Extrait source:
═══
Il n’y eut aucune trace parce qu’il n’y eut aucun fait. Le seul fait qui fût est d’ordre conceptuel : celui d’une construction allégorique, mythique, mythologique, fabuleuse, métaphorique, symbolique symbolique qui fonctionne comme un mille-feuille d’énigmes. Cette cristallisation donne un corps de papier à un Jésus qui n’eut jamais aucun autre corps. Même la chair de son incarnation est une fiction : Jésus boit du vin parce que ce liquide rouge annonce le sang de la Passion – c’est aussi la vigne du Seigneur plantée par Yahvé qui symbolise le peuple d’Israël ; Jésus mange du pain parce que le levain annonce le ferment des croyants qui font lever la pâte de l’Église – c’est également le pain envoyé par Dieu à Moïse pour le peuple d’Israël, le pain venu du Ciel qu’on trouve en l’Exode (16, 4) ; Jésus mange du poisson parce que les lettres grecques qui constituent son nom et celui du poisson sont les mêmes – c’est enfin un clin d’œil à Ézéchiel (47) qui nous apprend que là où il y a du poisson, il y a eau vive, et l’eau vive est celle du baptême de Baptiste, celle de Jésus, puis des chrétiens à venir.
Jésus mange donc du symbole, et le symbole ingéré ne faisant pas de déchets, on ne s’étonnera pas que Jésus, Dieu fait homme rappelons-le, n’ait pas besoin d’uriner ou de déféquer – ce qui serait la moindre des choses quand on a choisi la voie de l’incarnation. Jésus boit donc du vin et mange du pain, lors de la Cène, mais il annonce ainsi la Passion, le sang qui va couler pour racheter les péchés du monde, et le levain à venir des chrétiens qui accompliront sa prophétie ; il mange du poisson grillé après sa résurrection, mais pour annoncer que le temps du baptême et de l’Église est venu.
Plus l’évangile est terrestre et concret, plus il entre dans le détail factuel, plus il est indéchiffrable, car on reste plus facilement dans l’anecdote, on s’englue dans la petite histoire, on stagne et l’on ne s’élève pas jusqu’au sens véritable qui est caché, crypté. Croire que la multiplication des pains est l’effet d’un miracle, c’est ignorer que la numérologie sacrée permet de renvoyer là aussi, là encore, à un sens caché : en hébreu, chaque lettre est, en plus d’être lettre, un nombre. Chaque mot produit donc son équivalence en chiffre : la Gématrie est la discipline qui met en relation les termes ayant même valeur numérique ; la Notarique est un code, celui qui associe initiales, médiales ou finales de plusieurs mots pour en former d’autres ; la Thémira, le procédé kabbalistique qui permet de transposer une lettre en une autre.
═══
Relevés de points étiquetés:
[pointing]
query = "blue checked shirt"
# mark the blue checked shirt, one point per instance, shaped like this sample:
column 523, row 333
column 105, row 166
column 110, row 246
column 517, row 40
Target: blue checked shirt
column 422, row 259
═══
Consigne: Renvoyez tel quel le passage de l'extrait sur Jésus qui commence à « Jésus mange donc » et se termine à « l’Église est venu. ». Les lignes n'ont aucun rôle ici.

Réponse:
Jésus mange donc du symbole, et le symbole ingéré ne faisant pas de déchets, on ne s’étonnera pas que Jésus, Dieu fait homme rappelons-le, n’ait pas besoin d’uriner ou de déféquer – ce qui serait la moindre des choses quand on a choisi la voie de l’incarnation. Jésus boit donc du vin et mange du pain, lors de la Cène, mais il annonce ainsi la Passion, le sang qui va couler pour racheter les péchés du monde, et le levain à venir des chrétiens qui accompliront sa prophétie ; il mange du poisson grillé après sa résurrection, mais pour annoncer que le temps du baptême et de l’Église est venu.